Input material:
○ ○ ○ ○ ○
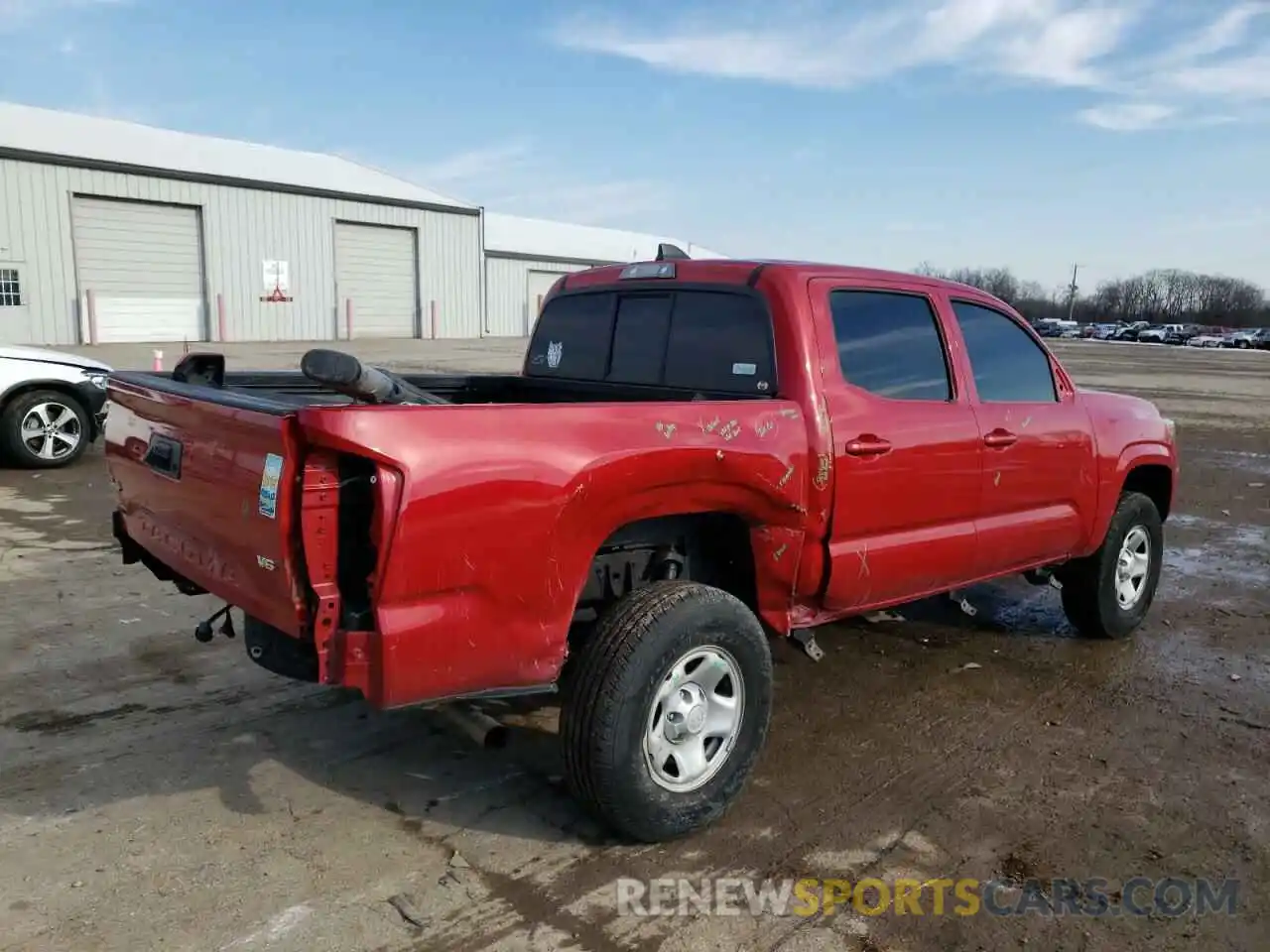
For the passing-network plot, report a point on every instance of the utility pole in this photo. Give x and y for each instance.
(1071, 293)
○ ○ ○ ○ ○
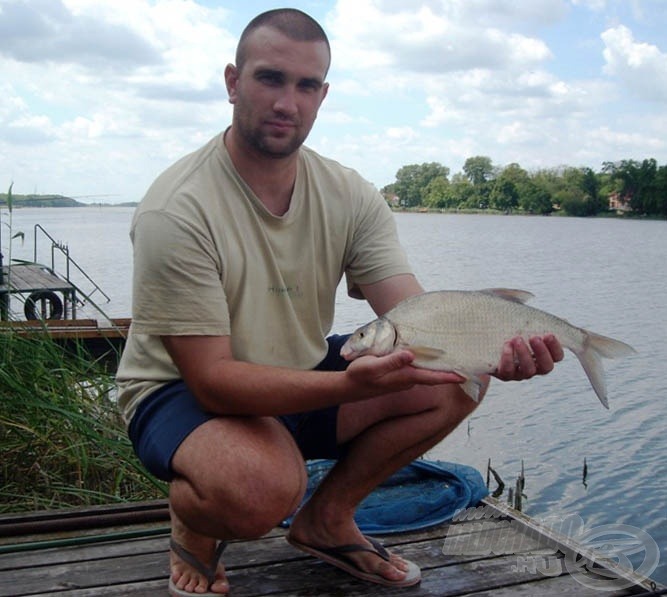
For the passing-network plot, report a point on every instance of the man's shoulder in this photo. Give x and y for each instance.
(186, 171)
○ ○ ○ ○ ○
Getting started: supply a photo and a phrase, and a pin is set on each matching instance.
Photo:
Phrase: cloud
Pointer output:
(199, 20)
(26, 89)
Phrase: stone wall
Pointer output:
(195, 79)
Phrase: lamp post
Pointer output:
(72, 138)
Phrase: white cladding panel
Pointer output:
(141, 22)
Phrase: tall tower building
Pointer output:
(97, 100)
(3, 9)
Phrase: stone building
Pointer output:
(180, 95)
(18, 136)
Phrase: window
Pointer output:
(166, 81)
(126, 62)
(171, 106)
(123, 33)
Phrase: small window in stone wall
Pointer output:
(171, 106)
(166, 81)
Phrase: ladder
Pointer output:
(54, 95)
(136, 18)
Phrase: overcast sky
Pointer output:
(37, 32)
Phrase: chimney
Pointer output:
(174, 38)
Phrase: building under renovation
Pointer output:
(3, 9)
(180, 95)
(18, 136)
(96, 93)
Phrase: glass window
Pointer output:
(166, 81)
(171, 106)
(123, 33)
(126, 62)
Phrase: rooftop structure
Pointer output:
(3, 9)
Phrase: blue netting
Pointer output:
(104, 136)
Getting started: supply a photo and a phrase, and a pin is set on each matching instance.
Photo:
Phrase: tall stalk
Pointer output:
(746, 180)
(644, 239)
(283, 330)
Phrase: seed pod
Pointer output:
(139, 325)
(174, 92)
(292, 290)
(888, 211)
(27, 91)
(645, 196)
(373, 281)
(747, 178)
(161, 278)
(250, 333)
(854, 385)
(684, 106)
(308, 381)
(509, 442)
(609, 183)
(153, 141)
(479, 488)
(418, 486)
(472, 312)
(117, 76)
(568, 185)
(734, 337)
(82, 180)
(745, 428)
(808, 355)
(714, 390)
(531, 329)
○ ○ ○ ○ ○
Scale the lines from the one that contains "of the utility" through the one that contains "(1071, 293)". Write them out again with their requests, and multiply each point coordinate in the answers by 1.35, rounding to whole numbers with halves going up.

Task output:
For the passing-network plot, report a point on every instance of the utility pole in this photo. Give x and y for each instance.
(1446, 396)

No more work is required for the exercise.